TEKST ŹRÓDŁOWY:
________________________
Foto: Team DSM

20 zwycięstw w jednym sezonie – to musi robić wrażenie. Właśnie tyle widnieje obecnie przy nazwisku Loreny Wiebes, która idealnie zaczęła ściganie w Simac Ladies Tour – Holenderka wygrała przed własną publicznością dwa pierwsze etapy.

Dziś rano rzuciła mi się w oczy statystyka – Lorena Wiebes ma już 19 zwycięstw w tym sezonie. Wiedziałem, że jest niesamowicie skuteczna, ale i tak dłużej zapatrzyłem się na tę liczbę, bo to prawdziwy ogrom sukcesów. Być może mój wzrok przyciągnęła także druga pod względem sukcesów w imprezach UCI Agnieszka Skalniak-Sójka, ale skupmy się jednak na jej holenderskiej rywalce – obecna mistrzyni Europy przeżywa bowiem sezon marzeń. Do ideału zabrakło jej chyba tylko dotarcia do mety Tour de France Femmes – kraksa wyeliminowała 23-latkę ze stawki po 7. dniach ścigania, kiedy to wydawało się już, że ta dowiezie do mety zieloną koszulkę liderki klasyfikacji punktowej.
________________________
WYODRĘBNIONE DANE:
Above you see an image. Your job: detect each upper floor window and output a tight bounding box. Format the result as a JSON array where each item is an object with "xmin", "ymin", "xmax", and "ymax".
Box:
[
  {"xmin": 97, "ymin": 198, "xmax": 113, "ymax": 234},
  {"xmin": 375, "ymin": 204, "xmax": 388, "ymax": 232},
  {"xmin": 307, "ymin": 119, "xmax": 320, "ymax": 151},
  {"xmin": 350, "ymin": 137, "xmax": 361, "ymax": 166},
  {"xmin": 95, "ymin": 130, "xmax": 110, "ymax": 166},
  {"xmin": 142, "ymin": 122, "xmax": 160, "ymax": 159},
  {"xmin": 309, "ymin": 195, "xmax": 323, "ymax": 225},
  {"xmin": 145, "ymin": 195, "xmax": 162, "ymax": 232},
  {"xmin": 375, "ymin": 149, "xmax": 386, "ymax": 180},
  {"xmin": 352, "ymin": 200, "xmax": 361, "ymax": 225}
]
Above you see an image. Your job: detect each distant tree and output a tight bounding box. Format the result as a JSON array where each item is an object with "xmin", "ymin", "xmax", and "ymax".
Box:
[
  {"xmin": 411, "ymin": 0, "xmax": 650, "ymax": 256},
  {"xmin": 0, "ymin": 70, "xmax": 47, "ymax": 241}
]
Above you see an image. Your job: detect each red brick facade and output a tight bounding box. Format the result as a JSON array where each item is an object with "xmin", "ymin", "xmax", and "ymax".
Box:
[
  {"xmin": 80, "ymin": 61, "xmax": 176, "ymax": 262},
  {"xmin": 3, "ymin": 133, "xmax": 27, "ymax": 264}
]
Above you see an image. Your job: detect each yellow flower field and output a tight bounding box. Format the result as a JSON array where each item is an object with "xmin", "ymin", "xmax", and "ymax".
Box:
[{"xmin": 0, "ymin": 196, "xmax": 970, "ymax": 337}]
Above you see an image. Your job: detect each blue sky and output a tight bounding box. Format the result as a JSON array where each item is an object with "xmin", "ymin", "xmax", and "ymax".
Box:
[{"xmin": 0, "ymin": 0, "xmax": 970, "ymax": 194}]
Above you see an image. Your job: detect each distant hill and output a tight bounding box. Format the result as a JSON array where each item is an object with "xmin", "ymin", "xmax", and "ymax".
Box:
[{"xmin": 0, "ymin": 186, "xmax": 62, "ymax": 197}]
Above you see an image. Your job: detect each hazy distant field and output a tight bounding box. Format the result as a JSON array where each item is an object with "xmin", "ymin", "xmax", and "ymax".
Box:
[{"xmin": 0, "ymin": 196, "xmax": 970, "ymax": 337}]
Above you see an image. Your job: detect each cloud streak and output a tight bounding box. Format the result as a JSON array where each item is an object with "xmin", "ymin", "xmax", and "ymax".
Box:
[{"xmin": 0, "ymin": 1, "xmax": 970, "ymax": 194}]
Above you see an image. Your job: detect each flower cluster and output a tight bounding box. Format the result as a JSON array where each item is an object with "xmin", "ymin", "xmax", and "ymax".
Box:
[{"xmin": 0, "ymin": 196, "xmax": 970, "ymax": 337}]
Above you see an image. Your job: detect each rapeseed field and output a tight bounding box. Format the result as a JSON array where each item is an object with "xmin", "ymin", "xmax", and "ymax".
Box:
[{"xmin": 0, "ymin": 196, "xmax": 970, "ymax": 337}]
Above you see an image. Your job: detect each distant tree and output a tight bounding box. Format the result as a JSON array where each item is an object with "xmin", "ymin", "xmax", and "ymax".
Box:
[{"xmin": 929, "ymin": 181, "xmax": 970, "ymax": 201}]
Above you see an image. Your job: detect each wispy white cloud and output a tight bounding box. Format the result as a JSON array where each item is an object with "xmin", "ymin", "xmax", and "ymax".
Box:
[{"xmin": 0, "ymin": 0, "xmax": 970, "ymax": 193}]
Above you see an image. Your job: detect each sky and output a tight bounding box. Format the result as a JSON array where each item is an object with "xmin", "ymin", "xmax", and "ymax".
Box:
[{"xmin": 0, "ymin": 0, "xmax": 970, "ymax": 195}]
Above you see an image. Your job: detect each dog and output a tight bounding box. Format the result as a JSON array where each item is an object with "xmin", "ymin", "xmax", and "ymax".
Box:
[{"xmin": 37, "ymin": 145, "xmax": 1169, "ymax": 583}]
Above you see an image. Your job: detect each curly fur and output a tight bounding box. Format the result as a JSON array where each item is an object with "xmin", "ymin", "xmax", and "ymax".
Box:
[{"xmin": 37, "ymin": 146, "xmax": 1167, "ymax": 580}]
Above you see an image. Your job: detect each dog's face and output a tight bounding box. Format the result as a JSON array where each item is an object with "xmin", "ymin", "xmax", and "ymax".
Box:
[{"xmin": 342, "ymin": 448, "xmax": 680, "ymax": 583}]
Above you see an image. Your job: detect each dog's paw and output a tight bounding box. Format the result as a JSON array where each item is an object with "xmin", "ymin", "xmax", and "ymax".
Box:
________________________
POLECENIE:
Odpowiedz krótko na pytania do tekstu źródłowego:
(a) W jakim wyścigu Lorena Wiebes wygrała dwa pierwsze etapy?
(b) Kto jest drugi pod względem sukcesów w imprezach UCI?
(c) Po ilu dniach ścigania kraksa wyeliminowała Wiebes z Tour de France Femmes?

WYNIK ĆWICZENIA:
(a) W Simac Ladies Tour.
(b) Agnieszka Skalniak-Sójka.
(c) Po 7 dniach.